Referring expression pointing data:
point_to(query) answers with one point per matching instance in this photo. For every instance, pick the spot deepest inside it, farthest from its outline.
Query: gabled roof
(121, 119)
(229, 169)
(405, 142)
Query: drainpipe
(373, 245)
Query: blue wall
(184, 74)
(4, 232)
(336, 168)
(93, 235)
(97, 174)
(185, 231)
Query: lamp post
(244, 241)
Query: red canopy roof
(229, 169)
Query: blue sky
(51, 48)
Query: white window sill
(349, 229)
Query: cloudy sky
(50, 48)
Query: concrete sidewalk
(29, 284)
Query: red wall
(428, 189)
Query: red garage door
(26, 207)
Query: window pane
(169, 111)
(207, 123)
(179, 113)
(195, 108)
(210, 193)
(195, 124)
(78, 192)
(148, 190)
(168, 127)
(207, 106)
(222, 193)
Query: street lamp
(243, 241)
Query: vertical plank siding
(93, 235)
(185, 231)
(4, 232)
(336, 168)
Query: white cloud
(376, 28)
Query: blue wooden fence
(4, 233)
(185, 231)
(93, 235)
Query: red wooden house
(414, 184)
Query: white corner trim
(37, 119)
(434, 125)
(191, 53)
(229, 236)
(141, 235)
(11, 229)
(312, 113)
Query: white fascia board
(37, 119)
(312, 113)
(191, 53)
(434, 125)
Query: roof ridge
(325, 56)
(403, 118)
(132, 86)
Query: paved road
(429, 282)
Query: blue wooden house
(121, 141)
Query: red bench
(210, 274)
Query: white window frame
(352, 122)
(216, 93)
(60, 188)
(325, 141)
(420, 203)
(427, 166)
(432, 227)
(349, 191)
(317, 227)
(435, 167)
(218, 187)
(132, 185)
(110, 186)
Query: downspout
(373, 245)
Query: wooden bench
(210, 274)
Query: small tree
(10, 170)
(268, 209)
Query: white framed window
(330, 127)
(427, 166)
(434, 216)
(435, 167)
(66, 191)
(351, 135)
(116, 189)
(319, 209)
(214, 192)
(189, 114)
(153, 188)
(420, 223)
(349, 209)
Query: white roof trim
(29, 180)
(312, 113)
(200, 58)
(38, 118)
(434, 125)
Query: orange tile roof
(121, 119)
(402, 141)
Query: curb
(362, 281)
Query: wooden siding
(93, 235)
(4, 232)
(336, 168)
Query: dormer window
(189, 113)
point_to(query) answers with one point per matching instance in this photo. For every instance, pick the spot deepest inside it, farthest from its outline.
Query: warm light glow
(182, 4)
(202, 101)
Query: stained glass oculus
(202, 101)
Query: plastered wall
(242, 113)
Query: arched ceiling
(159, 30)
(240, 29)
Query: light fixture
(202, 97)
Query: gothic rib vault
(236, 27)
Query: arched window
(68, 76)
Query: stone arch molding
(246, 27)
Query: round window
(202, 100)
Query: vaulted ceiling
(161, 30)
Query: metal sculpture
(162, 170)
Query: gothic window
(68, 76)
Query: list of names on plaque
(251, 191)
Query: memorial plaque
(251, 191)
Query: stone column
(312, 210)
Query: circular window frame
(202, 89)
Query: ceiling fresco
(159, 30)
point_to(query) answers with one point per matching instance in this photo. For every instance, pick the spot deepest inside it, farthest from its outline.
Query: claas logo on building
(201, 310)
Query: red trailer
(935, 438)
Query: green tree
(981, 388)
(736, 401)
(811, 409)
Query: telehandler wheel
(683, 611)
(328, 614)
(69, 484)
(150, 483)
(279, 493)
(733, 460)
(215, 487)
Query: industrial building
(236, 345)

| Problem statement |
What is wanted is every line above, written out exactly.

| Answer to this task |
point_to(query) answers with one point per matching instance in this photo. For every instance, pick the spot deepest inside it, farthest from its outline.
Query: gabled roof
(121, 119)
(229, 169)
(405, 142)
Query: drainpipe
(373, 245)
Query: blue wall
(184, 74)
(4, 232)
(336, 168)
(93, 235)
(97, 174)
(185, 231)
Query: lamp post
(244, 241)
Query: red canopy roof
(229, 169)
Query: blue sky
(51, 48)
Query: white window sill
(349, 229)
Query: cloudy sky
(50, 48)
Query: concrete sidewalk
(29, 284)
Query: red wall
(428, 189)
Query: red garage door
(26, 207)
Query: window pane
(169, 111)
(207, 123)
(179, 113)
(195, 108)
(210, 193)
(195, 124)
(78, 192)
(148, 190)
(168, 127)
(207, 106)
(222, 193)
Query: street lamp
(243, 241)
Query: vertical plank siding
(93, 235)
(185, 231)
(4, 232)
(336, 168)
Query: white cloud
(376, 28)
Query: blue wooden fence
(4, 233)
(185, 231)
(93, 235)
Query: red wooden house
(414, 184)
Query: white corner trim
(37, 119)
(434, 125)
(191, 53)
(229, 236)
(141, 235)
(11, 229)
(312, 113)
Query: white fascia board
(37, 119)
(312, 113)
(191, 53)
(434, 125)
Query: roof ridge
(325, 56)
(403, 118)
(132, 86)
Query: paved road
(429, 282)
Query: blue wooden house
(121, 141)
Query: red bench
(210, 274)
Query: white window frame
(352, 122)
(216, 93)
(60, 188)
(325, 141)
(420, 203)
(427, 166)
(432, 227)
(349, 191)
(317, 227)
(435, 167)
(218, 187)
(132, 185)
(110, 186)
Query: downspout
(373, 245)
Query: wooden bench
(210, 274)
Query: small tree
(10, 170)
(268, 209)
Query: white framed window
(330, 127)
(427, 166)
(434, 216)
(435, 167)
(66, 191)
(351, 135)
(116, 189)
(319, 209)
(214, 192)
(189, 114)
(153, 188)
(420, 223)
(349, 209)
Query: white roof trim
(29, 180)
(312, 113)
(200, 58)
(38, 118)
(434, 125)
Query: orange tile roof
(121, 119)
(402, 141)
Query: curb
(362, 281)
Query: wooden siding
(93, 235)
(4, 232)
(336, 168)
Query: dormer window
(189, 113)
point_to(query) answers with one point per matching instance in this photo. For every instance, pick the spot deepest inside it, farthest from its outline.
Query: warm light glow
(182, 4)
(202, 101)
Query: stained glass oculus
(202, 101)
Query: plastered wall
(242, 113)
Query: arched ceiling
(159, 30)
(240, 29)
Query: light fixture
(202, 97)
Query: gothic rib vault
(236, 27)
Query: arched window
(68, 76)
Query: stone arch molding
(246, 27)
Query: round window
(202, 100)
Query: vaulted ceiling
(161, 30)
Query: metal sculpture
(162, 170)
Query: gothic window
(68, 76)
Query: list of names on plaque
(251, 191)
Query: memorial plaque
(251, 191)
Query: stone column
(312, 210)
Query: circular window frame
(202, 89)
Query: ceiling fresco
(159, 30)
point_to(query) answers with one point per matching instance in this photo. For every instance, pick the spot deepest inside it, farthest from its outline.
Query: claas logo on building
(201, 310)
Query: red trailer
(935, 438)
Query: green tree
(981, 388)
(736, 401)
(811, 409)
Query: telehandler wheel
(683, 611)
(328, 614)
(69, 484)
(150, 483)
(279, 493)
(733, 460)
(215, 487)
Query: industrial building
(236, 345)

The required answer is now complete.